## [TEXT EXTRACT]
===

The alt-right movement, reveling in the spotlight cast upon it by the Donald Trump campaign, made its debut to the mainstream media on Friday with a press conference to lay out its goal of an all-white society and its love for Trump.
The once-fringe movement has suddenly found a prominent place in the Trump campaign and among its most loyal backers. Stephen Bannon, the Trump campaign CEO, was until recently the head of the conservative website Breitbart News, which he called “the platform for the alt-right.” But the movement’s moment in the limelight got off to a rough start.
Originally set to be held at the National Press Club, Friday’s event was canceled earlier in the week when the venue scuttled it amid security concerns. Not to be deterred, the alt-right leaders came up with a new plan: a secret location.
Reporters covering the event were instructed to go to the entrance of the Old Ebbitt Grill, near the White House. There, they would encounter a man in a charcoal suit and brown tie who would reveal the new location of the conference. Shortly after 1 p.m., I approached the restaurant and saw the man in the gray suit standing outside. He instructed me to round the corner to the Willard Hotel and make my way downstairs to the Peacock Lounge. Soon after I arrived, Richard Spencer, the man who coined the term “alt-right,” kicked off the event.
“I’m sorry we had to put you through this wild goose chase,” said Spencer, who runs a white nationalist group called the National Policy Institute. Spencer noted that the National Press Club has previously held three NPI events. “We are, from what we can tell, the first guest that have been censored for what is clearly ideological reasons.”
Spencer invited two prominent members of the movement to join him. One was Peter Brimelow, the founder of the website VDARE.com, which the Southern Poverty Law Center describes as an “immigrant-bashing hate site that regularly publishes works by white supremacists, anti-Semites, and others on the radical right.” (Brimelow freely admitted during the event that he publishes white nationalists.) The other was Jared Taylor, a self-described “race realist” who explained why the white race is superior to all others (except for East Asians, he said, who are superior to whites). The audience was a mix of reporters and what appeared to be alt-right members and fans.
Spencer had fashioned a logo for the occasion, consisting of a golden triangular letter A followed by an R made of two stacked triangles. He said it had a young, futuristic look, in contrast to the flags and eagles that adorn the logos of the past. So what did these futuristic triangles represent? Spencer proposed the following “mantra” for his movement: “Race is real, race matters, and race is the foundation of identity.” The ultimate ideal is that the world be divided into ethno-states so that white people could have a “homeland.”
Spencer’s ideas about race are intertwined with his support for Trump. Spencer explained that he likes Trump’s immigration policy, which not only calls for mass deportation of undocumented immigrants but also reduces legal immigration into the country. (Spencer’s ideal policy would also favor immigrants from Europe.) But as Spencer put it, it’s Trump’s more intangible qualities that make him a hero of the alt-right. To Spencer, Trump’s brash style suggests a white savoir, unwilling to be bullied by the politically correct crowd.

===

## [Point-based annotation data]
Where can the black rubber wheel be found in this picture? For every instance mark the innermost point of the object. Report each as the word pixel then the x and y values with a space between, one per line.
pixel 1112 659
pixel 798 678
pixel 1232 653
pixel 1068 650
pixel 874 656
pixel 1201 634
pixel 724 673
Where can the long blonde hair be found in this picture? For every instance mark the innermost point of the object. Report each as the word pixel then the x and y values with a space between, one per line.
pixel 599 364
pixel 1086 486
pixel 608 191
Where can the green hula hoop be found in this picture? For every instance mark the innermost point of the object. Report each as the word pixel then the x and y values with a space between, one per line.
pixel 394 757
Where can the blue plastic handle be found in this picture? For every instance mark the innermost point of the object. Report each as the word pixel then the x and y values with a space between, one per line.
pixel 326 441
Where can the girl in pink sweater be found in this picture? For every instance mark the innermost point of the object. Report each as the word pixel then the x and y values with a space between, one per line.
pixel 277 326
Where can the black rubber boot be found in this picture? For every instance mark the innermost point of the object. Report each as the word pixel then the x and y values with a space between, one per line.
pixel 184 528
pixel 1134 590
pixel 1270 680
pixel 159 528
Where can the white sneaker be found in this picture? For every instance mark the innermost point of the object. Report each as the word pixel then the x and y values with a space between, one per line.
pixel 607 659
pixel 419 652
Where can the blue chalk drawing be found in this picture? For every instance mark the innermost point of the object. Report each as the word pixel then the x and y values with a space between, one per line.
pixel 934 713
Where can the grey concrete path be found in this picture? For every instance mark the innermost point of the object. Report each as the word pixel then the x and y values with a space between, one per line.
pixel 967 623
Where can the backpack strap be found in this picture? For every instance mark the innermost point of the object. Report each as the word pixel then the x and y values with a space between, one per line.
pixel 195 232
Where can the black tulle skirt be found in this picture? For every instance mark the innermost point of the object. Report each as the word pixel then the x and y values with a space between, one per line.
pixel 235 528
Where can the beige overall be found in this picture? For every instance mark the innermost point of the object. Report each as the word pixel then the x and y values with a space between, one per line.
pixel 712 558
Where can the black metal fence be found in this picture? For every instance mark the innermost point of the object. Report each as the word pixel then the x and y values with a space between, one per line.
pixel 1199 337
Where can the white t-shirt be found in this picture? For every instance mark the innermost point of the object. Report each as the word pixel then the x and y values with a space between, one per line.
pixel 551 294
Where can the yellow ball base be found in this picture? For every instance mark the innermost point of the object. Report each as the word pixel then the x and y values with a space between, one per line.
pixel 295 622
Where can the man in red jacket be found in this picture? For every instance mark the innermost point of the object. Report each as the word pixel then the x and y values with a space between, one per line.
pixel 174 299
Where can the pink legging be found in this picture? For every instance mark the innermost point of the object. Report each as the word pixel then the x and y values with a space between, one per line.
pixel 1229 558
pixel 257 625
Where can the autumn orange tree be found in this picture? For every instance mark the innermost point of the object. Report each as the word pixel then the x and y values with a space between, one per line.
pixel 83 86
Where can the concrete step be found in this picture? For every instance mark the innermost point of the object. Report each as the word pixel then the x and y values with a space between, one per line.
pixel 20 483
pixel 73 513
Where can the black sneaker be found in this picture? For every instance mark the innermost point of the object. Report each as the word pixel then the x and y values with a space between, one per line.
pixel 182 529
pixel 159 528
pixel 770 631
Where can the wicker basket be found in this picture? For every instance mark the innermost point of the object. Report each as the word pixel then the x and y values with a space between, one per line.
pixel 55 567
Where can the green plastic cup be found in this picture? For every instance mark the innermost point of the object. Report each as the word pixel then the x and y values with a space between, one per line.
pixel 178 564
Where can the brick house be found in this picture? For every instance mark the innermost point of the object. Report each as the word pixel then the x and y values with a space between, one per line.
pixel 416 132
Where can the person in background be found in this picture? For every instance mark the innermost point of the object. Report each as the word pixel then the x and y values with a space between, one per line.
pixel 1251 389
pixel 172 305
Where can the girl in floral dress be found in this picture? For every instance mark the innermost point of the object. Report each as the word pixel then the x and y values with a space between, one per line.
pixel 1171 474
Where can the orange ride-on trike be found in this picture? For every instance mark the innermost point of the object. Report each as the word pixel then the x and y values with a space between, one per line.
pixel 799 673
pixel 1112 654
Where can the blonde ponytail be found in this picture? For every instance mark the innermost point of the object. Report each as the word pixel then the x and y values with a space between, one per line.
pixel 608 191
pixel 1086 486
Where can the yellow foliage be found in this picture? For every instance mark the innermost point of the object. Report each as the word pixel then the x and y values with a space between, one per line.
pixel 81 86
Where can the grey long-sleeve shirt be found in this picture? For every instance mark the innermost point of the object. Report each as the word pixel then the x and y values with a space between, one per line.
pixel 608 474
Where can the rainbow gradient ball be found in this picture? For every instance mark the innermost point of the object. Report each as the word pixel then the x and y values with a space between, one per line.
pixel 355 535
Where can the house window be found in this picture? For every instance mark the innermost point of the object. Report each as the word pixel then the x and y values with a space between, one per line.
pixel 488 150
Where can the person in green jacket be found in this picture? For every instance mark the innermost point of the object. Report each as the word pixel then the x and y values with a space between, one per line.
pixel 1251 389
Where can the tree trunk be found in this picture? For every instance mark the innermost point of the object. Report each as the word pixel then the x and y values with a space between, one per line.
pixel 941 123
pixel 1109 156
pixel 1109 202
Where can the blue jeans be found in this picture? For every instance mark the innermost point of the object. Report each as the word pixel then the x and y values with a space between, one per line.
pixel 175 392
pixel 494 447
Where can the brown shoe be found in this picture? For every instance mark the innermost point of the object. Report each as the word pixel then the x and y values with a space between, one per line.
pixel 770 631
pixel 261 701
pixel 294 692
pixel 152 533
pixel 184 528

===

## [REQUESTS]
[a] Using the article about the alt-right press conference, decide whether each statement agrees with it, and quote the words that settle each one.
(i) The event was first planned for the National Press Club.
(ii) Jared Taylor founded the website VDARE.com.
(iii) Spencer's new logo featured flags and eagles.
[b] Answer these questions from the article about the alt-right press conference.
(i) Where were reporters first told to go?
(ii) What is the name of the group Spencer runs?
(iii) Who called Breitbart News "the platform for the alt-right"?
Rely solely on the article about the alt-right press conference.

## [SOLUTIONS FOR EACH TASK]
[a]
(i) Yes: "Originally set to be held at the National Press Club"
(ii) No: "Peter Brimelow, the founder of the website VDARE.com"
(iii) No: "in contrast to the flags and eagles that adorn the logos of the past"

[b]
(i) The entrance of the Old Ebbitt Grill, near the White House
(ii) The National Policy Institute
(iii) Stephen Bannon